**What is asked**
Only the lines from the line containing "Teacher note: indicate the woman's" to the end of the entries should be repeated, exactly as they appear.

**Data excerpts**
-- START --

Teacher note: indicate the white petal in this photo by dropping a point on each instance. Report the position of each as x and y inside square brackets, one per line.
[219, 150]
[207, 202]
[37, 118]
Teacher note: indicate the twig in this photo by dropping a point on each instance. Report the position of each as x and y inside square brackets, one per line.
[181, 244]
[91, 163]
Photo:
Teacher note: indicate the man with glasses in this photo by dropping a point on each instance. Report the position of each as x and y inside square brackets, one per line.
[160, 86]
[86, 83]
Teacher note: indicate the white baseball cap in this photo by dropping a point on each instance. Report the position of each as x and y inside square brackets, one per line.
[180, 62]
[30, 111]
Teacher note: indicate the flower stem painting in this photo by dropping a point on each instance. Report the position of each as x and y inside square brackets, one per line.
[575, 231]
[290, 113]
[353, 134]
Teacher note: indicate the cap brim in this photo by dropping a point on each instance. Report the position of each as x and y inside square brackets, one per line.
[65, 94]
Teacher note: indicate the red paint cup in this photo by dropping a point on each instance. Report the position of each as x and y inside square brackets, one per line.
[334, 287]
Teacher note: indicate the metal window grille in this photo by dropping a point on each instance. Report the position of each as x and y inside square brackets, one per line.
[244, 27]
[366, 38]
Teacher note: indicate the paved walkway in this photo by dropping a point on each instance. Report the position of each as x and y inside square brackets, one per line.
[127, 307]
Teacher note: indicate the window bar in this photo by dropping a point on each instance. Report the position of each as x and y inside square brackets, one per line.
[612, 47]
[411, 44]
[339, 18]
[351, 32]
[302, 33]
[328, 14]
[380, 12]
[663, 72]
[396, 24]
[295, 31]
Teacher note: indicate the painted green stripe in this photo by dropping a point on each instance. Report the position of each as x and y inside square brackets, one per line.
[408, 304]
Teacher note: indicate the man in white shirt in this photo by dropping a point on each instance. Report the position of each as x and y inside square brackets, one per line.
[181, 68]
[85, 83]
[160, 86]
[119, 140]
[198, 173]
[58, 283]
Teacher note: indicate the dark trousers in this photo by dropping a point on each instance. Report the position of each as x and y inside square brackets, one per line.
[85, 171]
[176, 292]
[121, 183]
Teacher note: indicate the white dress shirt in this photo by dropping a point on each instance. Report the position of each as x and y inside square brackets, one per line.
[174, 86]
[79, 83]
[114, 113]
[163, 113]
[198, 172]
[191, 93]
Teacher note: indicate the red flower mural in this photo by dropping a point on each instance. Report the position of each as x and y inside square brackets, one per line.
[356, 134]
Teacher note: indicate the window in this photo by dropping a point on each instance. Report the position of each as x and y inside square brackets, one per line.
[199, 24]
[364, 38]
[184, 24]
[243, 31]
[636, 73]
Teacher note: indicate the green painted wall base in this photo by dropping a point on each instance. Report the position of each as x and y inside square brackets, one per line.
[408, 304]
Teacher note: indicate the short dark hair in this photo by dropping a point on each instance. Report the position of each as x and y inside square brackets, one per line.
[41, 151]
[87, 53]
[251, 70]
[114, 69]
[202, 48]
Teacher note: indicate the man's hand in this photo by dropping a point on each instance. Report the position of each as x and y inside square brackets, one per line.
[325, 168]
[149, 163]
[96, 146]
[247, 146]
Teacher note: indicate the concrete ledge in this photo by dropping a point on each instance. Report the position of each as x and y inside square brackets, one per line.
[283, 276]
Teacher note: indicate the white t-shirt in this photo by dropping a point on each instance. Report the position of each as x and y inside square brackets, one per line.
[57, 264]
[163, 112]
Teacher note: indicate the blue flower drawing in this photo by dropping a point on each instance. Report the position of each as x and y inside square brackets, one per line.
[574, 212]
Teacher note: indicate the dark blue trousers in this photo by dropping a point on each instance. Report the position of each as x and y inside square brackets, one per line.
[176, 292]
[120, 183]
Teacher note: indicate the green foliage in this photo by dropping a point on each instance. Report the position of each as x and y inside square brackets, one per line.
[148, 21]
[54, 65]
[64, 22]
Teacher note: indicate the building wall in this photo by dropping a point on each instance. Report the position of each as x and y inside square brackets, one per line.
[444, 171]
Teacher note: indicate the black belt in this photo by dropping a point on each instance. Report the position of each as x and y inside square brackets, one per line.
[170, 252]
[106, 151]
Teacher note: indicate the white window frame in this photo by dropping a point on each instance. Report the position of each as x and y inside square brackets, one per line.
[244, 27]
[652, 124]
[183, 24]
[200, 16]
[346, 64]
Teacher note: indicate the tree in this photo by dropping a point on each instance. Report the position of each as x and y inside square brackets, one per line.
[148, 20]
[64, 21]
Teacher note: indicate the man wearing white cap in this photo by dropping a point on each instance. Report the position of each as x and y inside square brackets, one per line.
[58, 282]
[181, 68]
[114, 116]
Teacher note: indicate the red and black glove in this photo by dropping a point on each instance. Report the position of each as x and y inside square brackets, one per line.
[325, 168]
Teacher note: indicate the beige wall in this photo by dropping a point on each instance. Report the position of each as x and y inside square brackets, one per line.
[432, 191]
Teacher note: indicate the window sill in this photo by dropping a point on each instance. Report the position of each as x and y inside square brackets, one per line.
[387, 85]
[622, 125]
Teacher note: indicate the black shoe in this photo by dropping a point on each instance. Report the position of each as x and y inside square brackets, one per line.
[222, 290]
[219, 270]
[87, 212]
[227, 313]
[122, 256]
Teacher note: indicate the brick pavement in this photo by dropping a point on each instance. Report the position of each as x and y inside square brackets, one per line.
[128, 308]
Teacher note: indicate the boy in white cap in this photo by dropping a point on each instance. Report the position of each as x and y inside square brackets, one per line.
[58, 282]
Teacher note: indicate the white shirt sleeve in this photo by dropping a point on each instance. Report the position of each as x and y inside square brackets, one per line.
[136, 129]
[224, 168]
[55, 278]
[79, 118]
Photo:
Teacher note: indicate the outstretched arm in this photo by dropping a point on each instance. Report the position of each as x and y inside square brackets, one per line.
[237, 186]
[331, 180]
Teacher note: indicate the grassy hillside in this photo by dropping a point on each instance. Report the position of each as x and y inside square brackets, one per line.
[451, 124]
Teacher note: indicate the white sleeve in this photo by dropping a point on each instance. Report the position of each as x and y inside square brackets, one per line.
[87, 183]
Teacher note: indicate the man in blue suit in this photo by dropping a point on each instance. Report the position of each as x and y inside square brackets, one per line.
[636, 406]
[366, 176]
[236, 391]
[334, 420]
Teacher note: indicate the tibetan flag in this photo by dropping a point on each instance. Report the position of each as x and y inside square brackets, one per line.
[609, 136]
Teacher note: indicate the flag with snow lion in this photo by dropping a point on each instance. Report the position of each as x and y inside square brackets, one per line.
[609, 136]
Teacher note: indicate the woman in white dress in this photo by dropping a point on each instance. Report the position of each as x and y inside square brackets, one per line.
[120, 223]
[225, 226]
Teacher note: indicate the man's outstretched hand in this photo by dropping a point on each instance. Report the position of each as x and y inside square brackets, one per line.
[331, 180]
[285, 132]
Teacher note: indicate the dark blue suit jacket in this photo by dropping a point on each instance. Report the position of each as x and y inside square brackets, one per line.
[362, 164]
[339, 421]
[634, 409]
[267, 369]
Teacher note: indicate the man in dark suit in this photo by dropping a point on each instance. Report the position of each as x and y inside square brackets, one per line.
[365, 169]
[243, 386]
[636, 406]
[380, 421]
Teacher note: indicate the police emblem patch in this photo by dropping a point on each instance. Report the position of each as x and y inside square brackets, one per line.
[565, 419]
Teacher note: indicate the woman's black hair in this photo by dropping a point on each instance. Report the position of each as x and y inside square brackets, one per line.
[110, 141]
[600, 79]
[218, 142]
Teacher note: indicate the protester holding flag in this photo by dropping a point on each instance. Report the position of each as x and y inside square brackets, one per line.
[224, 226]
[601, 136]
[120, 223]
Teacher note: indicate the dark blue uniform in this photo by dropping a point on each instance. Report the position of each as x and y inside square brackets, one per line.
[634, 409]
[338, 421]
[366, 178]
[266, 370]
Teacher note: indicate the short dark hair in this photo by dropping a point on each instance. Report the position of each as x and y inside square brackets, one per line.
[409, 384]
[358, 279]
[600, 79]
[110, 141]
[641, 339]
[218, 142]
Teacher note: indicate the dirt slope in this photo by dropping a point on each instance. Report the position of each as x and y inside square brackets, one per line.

-- END --

**Right answer**
Teacher note: indicate the woman's black hair in this photo by dropping a point on each instance. Report the position of each as x and y inside square brackets, one per line.
[110, 141]
[600, 79]
[218, 142]
Teacher note: indicate the protester holding flag in this photo by dropping a point on each instance. Report the position of each as x and y inside square brackets, one per line.
[224, 226]
[601, 136]
[120, 223]
Teacher note: indicate the dark blue uniform in this photo by dropping a point on each instance. Report the position of each as x and y inside square brackets, one per line.
[634, 409]
[338, 421]
[366, 178]
[266, 370]
Teacher note: indicate the short dark hair in this photo by dropping a point on each instance. Report the position of each as x and y inside square brackets, one per line.
[409, 384]
[358, 279]
[600, 79]
[110, 141]
[641, 339]
[218, 142]
Teacher note: indicate the dirt slope in this photo by dropping a point on each instance. Report the position of each as x and y inside square brackets, one per line.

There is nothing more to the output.